## [Task directions]
In the entries that follow, find the line containing "I was wondering if you could find the dormer window" and the line containing "I was wondering if you could find the orange", then retype exactly the lines from the first through the second, pictures excluded.

[Collected data]
::::::

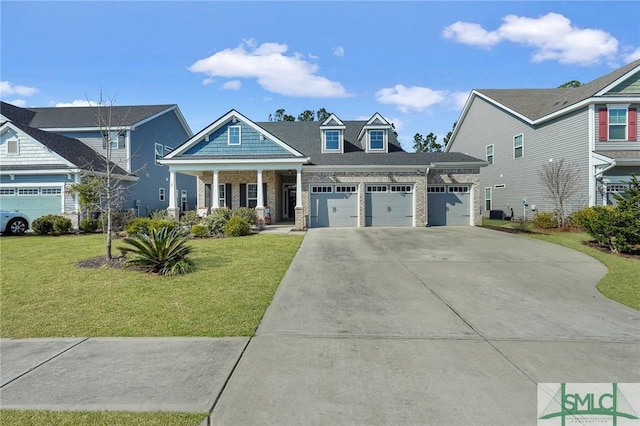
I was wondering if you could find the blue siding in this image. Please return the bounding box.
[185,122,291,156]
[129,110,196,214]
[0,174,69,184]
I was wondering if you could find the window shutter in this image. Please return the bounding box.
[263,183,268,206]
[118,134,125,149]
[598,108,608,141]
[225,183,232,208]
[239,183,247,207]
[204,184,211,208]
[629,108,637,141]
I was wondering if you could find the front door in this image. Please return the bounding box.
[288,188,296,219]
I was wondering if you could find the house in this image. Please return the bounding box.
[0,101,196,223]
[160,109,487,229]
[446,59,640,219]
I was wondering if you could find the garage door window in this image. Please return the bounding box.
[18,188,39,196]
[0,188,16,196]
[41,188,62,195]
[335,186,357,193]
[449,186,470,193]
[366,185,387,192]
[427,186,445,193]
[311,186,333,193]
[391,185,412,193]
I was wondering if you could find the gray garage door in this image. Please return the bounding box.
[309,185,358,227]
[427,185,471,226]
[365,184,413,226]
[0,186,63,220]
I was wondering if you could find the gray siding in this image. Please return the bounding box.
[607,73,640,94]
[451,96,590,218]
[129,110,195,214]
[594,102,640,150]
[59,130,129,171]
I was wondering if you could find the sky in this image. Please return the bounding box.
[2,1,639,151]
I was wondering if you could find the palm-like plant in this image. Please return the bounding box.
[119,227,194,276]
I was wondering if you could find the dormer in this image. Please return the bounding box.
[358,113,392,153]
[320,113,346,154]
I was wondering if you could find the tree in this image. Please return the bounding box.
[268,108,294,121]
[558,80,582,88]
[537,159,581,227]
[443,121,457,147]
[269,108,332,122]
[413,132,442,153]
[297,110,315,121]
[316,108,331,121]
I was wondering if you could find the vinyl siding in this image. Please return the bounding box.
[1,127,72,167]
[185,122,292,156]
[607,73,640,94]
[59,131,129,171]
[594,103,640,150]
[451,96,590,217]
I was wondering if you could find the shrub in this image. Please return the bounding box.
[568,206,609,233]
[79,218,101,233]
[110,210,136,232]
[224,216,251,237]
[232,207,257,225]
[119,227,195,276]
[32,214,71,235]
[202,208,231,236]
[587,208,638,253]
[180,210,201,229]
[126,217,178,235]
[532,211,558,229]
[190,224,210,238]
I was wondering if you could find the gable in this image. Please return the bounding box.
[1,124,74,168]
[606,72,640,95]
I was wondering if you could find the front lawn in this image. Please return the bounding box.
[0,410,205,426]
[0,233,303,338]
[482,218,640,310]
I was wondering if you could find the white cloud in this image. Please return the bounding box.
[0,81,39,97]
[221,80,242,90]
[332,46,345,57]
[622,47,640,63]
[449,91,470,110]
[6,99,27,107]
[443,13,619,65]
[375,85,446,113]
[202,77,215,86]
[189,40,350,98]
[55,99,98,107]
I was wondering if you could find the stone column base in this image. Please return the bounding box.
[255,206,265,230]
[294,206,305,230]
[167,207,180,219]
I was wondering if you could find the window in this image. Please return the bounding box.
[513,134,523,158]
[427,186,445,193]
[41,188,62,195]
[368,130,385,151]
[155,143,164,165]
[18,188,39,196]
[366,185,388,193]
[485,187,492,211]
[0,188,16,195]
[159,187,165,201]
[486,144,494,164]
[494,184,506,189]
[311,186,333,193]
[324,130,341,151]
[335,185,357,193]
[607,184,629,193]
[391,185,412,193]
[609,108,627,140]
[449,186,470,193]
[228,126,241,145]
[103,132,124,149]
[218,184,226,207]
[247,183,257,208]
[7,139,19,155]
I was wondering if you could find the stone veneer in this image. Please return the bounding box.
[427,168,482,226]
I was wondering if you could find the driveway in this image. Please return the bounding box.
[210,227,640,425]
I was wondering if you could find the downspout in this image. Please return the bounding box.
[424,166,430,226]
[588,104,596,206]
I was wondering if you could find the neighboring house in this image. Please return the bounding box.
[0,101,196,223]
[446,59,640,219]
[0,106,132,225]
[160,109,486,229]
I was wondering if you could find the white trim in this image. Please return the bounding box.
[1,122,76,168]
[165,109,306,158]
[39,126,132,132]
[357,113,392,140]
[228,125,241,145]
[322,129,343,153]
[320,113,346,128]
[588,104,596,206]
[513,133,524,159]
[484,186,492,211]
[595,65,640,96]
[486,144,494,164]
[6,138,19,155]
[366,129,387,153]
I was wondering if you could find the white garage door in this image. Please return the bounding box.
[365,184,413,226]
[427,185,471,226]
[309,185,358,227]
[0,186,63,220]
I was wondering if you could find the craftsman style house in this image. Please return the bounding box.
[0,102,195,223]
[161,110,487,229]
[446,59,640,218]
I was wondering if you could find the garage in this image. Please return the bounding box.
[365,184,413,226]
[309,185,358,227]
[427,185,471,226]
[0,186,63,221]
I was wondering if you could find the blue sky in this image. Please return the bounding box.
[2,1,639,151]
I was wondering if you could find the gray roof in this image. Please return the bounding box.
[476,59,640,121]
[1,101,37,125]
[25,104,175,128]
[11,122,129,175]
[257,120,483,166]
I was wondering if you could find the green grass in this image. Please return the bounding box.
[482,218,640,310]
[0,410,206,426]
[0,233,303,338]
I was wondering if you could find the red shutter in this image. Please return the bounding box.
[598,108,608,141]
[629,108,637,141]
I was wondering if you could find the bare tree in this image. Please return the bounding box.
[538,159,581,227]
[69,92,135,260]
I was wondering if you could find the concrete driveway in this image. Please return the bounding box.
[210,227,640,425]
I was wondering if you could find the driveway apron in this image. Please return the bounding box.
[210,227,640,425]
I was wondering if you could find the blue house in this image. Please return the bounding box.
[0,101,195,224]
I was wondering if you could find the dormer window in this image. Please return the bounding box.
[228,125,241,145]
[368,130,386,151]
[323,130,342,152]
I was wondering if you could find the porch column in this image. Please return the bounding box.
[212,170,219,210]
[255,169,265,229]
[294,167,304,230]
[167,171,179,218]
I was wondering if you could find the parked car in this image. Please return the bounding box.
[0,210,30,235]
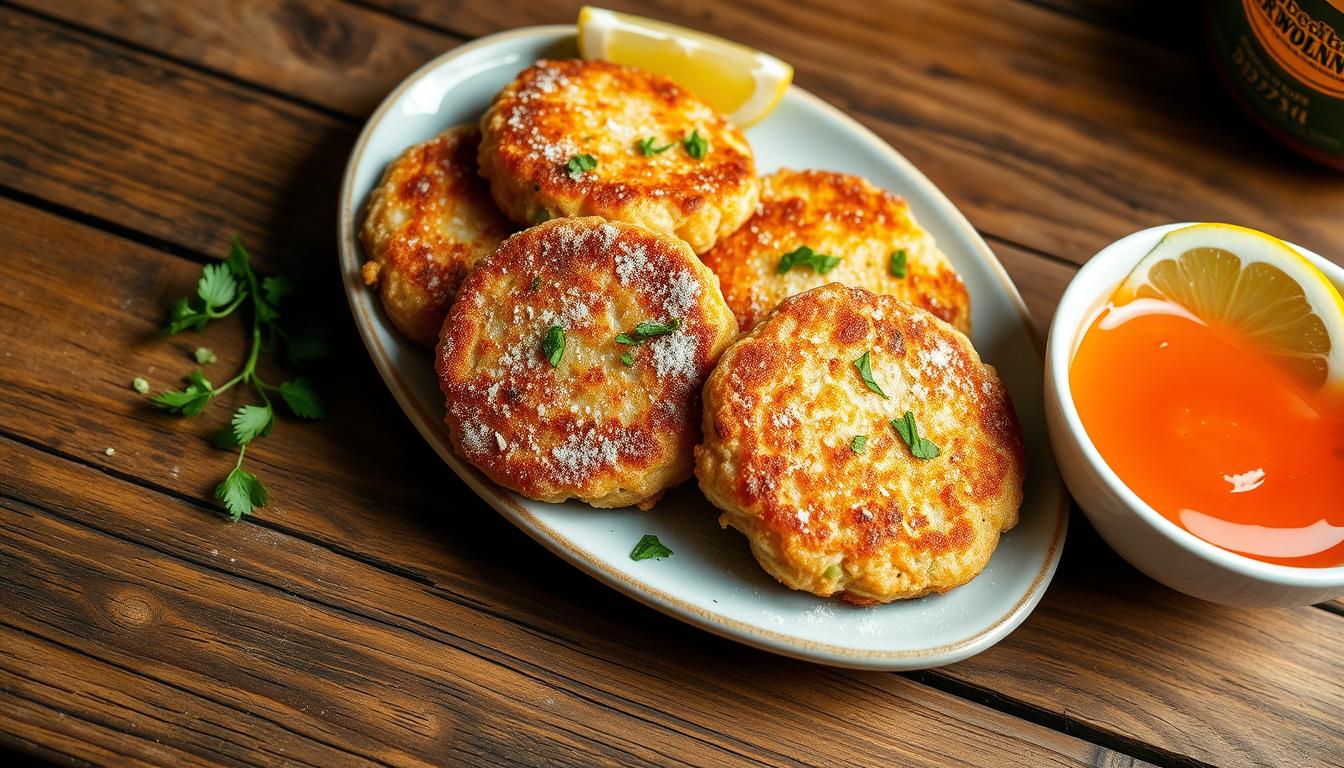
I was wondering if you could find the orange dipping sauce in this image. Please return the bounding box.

::::::

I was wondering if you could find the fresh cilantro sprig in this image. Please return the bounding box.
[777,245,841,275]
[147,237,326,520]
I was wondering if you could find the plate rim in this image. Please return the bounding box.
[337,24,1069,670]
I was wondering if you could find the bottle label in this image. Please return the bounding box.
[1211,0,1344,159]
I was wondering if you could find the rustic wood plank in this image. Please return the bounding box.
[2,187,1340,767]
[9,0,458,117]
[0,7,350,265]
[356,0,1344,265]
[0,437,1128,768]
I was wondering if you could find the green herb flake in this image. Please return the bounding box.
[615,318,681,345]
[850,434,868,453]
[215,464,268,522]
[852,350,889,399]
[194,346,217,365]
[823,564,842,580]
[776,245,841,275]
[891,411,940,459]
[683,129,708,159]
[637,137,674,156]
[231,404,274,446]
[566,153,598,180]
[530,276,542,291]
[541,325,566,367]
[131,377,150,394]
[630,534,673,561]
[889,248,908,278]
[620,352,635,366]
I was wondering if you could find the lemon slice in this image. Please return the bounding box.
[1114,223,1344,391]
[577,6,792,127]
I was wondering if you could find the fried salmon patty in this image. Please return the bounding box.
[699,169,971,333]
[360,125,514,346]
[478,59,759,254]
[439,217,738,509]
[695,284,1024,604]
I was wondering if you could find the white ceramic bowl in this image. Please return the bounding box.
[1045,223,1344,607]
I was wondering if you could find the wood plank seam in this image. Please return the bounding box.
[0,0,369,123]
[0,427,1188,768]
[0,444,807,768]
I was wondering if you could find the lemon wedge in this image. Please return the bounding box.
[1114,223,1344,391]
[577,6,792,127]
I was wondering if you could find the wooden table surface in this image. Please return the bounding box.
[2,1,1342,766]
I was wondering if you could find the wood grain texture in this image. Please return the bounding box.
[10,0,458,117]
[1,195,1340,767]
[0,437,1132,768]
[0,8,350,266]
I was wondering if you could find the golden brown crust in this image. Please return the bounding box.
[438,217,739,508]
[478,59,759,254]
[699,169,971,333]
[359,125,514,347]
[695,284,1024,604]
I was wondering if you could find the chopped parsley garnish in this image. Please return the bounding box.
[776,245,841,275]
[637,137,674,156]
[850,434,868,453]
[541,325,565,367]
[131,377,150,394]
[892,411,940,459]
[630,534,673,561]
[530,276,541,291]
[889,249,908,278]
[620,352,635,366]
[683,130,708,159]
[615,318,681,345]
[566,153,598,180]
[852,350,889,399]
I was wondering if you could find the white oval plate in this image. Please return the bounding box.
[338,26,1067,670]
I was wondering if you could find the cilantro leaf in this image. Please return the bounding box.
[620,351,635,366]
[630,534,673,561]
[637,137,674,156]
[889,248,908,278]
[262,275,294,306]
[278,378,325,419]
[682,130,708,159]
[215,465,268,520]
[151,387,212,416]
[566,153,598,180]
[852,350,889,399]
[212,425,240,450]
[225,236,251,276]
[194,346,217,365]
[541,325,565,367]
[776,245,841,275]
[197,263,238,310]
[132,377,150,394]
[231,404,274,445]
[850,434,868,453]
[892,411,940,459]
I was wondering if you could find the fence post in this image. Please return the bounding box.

::::::

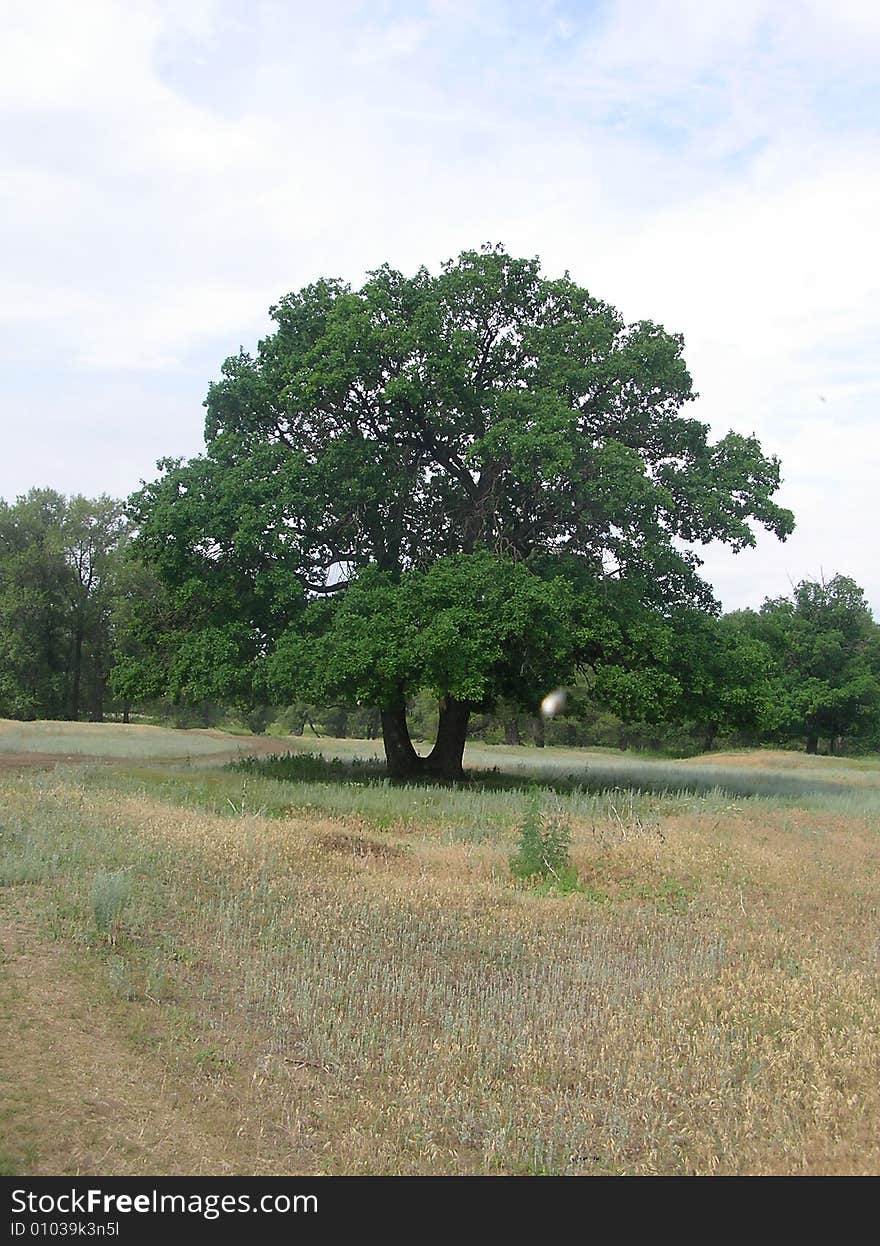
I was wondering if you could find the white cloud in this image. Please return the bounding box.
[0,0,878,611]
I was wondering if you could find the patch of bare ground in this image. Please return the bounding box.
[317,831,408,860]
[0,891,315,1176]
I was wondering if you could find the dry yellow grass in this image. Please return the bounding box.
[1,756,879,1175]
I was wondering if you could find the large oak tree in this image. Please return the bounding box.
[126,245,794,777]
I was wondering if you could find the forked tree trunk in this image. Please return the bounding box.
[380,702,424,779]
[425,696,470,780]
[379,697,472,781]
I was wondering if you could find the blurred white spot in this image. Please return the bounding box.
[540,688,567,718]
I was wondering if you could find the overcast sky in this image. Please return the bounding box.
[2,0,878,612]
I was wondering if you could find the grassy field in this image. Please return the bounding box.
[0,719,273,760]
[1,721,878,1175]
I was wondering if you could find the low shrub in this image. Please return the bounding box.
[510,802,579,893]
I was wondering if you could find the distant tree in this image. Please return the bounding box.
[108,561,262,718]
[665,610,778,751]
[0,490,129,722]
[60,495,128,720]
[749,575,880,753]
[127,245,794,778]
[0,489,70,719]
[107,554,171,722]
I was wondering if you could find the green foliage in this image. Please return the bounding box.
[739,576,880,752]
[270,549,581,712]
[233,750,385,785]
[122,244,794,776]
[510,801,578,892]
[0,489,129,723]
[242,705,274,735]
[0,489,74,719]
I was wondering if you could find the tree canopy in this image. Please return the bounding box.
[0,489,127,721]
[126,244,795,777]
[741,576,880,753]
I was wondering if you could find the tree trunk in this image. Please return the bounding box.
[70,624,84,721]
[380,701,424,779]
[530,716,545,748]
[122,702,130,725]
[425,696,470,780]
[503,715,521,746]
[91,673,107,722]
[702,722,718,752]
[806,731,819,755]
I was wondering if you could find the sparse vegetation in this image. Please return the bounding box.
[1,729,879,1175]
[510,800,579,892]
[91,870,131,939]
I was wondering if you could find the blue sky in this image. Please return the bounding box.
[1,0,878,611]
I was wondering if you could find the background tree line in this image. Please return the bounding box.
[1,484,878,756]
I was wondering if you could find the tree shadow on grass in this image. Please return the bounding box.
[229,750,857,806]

::::::

## [Exercise output]
I was wondering if you could find the dormer window in this image. Please return the bounding box.
[228,125,241,145]
[368,130,386,151]
[323,130,342,152]
I was wondering if you could find the porch column in this image. Please return the bounding box.
[212,170,219,210]
[255,169,265,229]
[294,167,304,230]
[167,171,179,218]
I was wondering if you could find the parked car in this image. Please return the bounding box.
[0,210,30,235]
I was wondering if you could find the orange dipping sauce in this image. Please return the bounding box.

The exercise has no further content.